Selection>
· · · · ·

Time time series of factors and trades are created using the previously defined functions. #N/A values are checked for, and a warning message is returned if a large portion of one or more securities is composed of #N/A values.

For example, if we are analyzing the time period 2012-2017, and one of our securities is a bond first issued in 2016, all of the inputs from 2012-2015 will be #N/A values. This could throw off our analysis, as we will fill in 0s for these preceding #N/A values later in the analysis. We may want to consider either altering our period of analysis or removing that security from the analysis provided it does not account for most of the variance in the portfolio.

  # clean testport
  testport <- na.locf(na.locf(testport), fromLast = TRUE)
  testport <- diff(testport)[-1,]
  
  # throw error if trade/factor names are incorrect
  if (length(port) != ncol(testport)) {
    stop("Check 'Trades' input in CSV file.  Trade name or weight is incorrect and is not being pulled from Bloomberg.")
  } else if (length(securities) != ncol(testdat)) {
    stop("Check 'Factors' input in CSV file.  Factor name or weight is incorrect and is not being pulled from Bloomberg.")
  } else {
    # print correlation matrix of predictors
    cat("Correlation matrix for predictors:", "\n")
    correlation.matrix <- lowerCor(testdat)
    cat("\n"); cat("\n"); cat("\n")
    cat("Factors and Trades input accepted.", "\n")
  }
  
  fullport <- format_port(testdat, testport, port.weights, securities.weights)[-1,]
  if (frq == "daily") {
    cat("Daily returns to be calculated.  Analysis proceeding...", "\n")
  } else if (frq == "weekly") {
    fullport <- apply.weekly(fullport, FUN=colSums)
    cat("Weekly returns to be Calculated.  Analysis proceeding...", "\n")
  } else if (frq == "monthly") {
    fullport <- apply.monthly(fullport, colSums)

· · · · ·

Tasks to perform>
a - Do the following statements agree with the selection? For each, answer yes or no and quote the words of the selection that decide it. (i) When the period 2012-2017 is analyzed, a bond first issued in 2016 will have #N/A for all inputs from 2012-2015. (ii) The preceding #N/A values are later filled in with 1s. (iii) If the length of port does not match the number of columns in testport, the error message points to the 'Factors' input.
b - Repeat the stretch of the selection from "testport <- diff(testport)[-1,]" through "correlation.matrix <- lowerCor(testdat)", word for word.

Material provided>
· · · · ·

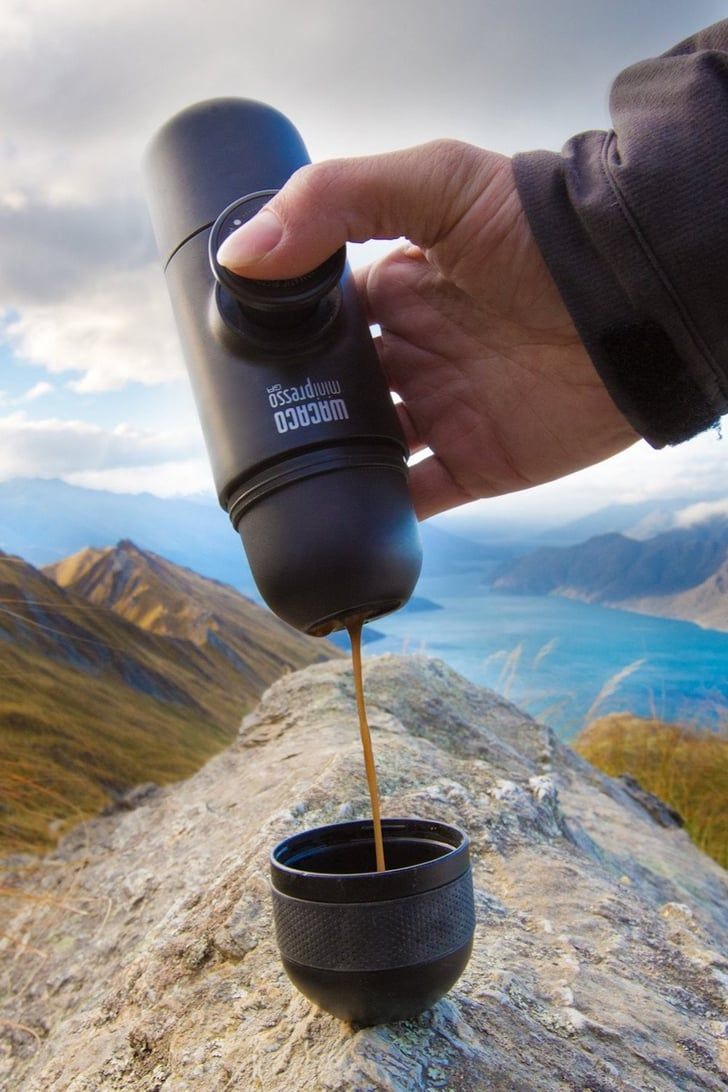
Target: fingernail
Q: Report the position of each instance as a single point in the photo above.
(251, 241)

· · · · ·

Exercise results>
a -
(i) Yes: "all of the inputs from 2012-2015 will be #N/A values"
(ii) No: "we will fill in 0s for these preceding #N/A values later in the analysis"
(iii) No: "Check 'Trades' input in CSV file."

b -
testport <- diff(testport)[-1,]
  
  # throw error if trade/factor names are incorrect
  if (length(port) != ncol(testport)) {
    stop("Check 'Trades' input in CSV file.  Trade name or weight is incorrect and is not being pulled from Bloomberg.")
  } else if (length(securities) != ncol(testdat)) {
    stop("Check 'Factors' input in CSV file.  Factor name or weight is incorrect and is not being pulled from Bloomberg.")
  } else {
    # print correlation matrix of predictors
    cat("Correlation matrix for predictors:", "\n")
    correlation.matrix <- lowerCor(testdat)